■ Activity ■
From the entries that follow, extract each line holding the string "mown".

● ● ● ● ●

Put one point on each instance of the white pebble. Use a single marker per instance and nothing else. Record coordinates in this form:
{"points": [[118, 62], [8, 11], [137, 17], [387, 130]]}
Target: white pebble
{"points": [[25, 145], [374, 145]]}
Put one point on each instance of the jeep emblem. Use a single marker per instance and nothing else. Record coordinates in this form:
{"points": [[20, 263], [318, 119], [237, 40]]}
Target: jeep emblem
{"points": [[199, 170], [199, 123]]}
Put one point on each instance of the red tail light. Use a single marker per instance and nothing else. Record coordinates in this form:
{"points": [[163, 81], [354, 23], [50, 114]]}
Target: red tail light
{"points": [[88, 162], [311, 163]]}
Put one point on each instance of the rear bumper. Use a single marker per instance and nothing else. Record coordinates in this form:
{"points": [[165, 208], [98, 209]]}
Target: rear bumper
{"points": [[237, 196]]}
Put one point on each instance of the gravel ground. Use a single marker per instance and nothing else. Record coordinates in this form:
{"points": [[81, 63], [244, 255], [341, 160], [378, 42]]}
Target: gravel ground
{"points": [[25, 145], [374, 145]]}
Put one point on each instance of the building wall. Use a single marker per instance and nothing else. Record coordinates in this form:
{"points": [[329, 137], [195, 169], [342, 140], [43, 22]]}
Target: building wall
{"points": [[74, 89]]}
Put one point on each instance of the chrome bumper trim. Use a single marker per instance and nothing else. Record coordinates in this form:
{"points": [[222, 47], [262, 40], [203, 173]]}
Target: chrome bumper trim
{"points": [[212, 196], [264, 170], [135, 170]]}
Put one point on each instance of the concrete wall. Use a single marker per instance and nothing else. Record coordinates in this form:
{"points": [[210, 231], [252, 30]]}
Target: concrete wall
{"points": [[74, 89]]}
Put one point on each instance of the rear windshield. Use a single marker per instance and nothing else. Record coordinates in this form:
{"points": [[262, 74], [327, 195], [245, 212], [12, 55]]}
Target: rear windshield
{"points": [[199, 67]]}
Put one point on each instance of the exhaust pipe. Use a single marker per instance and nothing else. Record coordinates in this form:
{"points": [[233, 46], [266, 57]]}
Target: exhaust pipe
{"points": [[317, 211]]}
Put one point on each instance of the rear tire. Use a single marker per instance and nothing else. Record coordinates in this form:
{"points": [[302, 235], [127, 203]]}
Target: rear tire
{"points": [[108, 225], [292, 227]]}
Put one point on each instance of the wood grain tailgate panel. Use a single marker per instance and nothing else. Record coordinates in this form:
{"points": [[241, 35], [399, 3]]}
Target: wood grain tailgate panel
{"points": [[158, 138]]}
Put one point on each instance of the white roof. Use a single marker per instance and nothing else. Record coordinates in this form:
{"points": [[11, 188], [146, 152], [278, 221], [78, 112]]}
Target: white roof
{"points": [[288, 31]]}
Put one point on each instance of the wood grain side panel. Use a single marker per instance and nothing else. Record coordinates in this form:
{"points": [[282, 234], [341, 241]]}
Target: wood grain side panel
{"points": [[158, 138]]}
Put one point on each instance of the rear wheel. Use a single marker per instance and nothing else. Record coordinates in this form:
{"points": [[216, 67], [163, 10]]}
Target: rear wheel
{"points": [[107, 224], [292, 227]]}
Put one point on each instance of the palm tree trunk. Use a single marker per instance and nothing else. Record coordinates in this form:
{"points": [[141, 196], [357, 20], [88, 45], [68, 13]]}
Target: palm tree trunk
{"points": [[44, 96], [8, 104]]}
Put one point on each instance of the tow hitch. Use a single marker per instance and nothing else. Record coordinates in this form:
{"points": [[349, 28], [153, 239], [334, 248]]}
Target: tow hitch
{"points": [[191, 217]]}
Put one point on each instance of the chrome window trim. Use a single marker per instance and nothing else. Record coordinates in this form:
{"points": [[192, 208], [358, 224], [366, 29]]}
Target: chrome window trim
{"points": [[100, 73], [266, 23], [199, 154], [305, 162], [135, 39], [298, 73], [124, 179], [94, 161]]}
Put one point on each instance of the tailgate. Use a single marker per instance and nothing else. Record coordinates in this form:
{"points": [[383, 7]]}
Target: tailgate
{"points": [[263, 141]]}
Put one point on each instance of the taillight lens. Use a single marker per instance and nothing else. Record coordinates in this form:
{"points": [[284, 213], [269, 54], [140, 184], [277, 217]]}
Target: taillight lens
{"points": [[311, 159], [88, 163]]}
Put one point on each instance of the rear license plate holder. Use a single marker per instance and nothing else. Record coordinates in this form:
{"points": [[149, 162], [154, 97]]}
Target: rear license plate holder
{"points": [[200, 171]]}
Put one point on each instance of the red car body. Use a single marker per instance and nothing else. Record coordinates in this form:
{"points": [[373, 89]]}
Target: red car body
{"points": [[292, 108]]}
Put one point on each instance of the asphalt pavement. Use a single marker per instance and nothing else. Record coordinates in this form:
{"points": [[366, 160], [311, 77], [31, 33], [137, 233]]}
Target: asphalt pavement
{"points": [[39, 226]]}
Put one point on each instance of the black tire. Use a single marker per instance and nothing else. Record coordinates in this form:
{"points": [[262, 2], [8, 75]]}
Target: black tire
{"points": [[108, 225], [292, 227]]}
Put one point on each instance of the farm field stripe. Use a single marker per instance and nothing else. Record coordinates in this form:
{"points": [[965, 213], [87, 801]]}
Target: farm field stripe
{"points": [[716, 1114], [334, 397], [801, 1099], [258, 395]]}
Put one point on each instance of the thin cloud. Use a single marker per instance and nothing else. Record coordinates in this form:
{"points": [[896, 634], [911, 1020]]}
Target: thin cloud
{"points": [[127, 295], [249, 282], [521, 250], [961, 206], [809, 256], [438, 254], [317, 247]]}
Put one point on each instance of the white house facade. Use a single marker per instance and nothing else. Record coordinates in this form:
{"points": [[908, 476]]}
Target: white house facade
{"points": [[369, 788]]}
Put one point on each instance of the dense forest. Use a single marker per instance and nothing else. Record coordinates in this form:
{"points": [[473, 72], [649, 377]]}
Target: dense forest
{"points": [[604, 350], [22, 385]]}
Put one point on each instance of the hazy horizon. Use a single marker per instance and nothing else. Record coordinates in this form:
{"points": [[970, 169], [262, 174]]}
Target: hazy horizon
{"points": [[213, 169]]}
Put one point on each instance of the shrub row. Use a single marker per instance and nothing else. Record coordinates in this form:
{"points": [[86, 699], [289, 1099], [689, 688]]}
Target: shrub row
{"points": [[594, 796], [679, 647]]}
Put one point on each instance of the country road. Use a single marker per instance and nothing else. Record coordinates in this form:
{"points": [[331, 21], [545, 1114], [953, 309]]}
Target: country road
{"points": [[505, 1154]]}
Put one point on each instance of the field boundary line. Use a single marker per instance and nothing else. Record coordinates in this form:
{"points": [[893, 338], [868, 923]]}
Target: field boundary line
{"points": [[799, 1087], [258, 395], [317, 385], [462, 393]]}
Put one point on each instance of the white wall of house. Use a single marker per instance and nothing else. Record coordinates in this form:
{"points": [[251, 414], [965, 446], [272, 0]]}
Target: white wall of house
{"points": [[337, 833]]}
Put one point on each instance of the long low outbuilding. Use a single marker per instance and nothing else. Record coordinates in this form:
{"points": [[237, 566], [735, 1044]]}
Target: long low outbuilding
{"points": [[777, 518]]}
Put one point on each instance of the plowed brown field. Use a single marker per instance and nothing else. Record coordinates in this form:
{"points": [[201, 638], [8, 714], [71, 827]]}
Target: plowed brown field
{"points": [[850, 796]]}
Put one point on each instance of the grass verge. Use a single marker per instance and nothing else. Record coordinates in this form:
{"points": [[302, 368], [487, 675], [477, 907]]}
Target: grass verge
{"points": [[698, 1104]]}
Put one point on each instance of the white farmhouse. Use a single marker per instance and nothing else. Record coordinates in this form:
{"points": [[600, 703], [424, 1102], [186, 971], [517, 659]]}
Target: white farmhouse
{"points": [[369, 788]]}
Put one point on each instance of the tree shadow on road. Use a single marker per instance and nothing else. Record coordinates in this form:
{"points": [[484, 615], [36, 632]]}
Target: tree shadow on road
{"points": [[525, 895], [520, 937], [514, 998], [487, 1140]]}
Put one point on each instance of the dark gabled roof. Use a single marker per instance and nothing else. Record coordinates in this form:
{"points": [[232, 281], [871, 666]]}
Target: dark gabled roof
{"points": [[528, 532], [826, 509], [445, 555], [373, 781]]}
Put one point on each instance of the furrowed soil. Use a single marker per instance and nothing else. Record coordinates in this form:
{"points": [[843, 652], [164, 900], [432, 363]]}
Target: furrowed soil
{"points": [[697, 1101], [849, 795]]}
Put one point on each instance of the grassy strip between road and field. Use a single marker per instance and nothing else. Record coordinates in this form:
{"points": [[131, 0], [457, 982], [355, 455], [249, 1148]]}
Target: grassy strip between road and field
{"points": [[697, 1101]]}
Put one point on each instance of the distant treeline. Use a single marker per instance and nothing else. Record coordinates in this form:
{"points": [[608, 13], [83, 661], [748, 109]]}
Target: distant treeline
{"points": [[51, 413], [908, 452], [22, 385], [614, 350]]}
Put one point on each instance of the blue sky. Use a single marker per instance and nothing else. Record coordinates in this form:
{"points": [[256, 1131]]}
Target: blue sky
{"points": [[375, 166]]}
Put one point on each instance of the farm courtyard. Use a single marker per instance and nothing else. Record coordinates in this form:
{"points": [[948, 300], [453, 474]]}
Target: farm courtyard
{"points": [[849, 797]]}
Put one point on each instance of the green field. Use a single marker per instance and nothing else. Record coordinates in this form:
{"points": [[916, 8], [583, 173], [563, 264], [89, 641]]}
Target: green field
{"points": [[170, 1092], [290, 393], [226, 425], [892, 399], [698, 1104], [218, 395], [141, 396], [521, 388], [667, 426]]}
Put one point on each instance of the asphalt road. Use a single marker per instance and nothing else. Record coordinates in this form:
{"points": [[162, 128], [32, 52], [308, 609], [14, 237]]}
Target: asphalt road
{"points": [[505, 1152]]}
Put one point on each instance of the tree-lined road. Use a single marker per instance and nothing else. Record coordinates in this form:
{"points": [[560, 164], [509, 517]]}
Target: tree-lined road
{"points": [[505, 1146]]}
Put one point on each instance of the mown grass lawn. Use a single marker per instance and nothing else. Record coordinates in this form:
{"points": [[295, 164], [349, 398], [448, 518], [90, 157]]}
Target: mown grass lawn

● ● ● ● ●

■ Result of this task ■
Put one point on each instance of the mown grass lawn. Use a single marker per instance and nothing else. Record coordinates in this form:
Target: mown grass lawn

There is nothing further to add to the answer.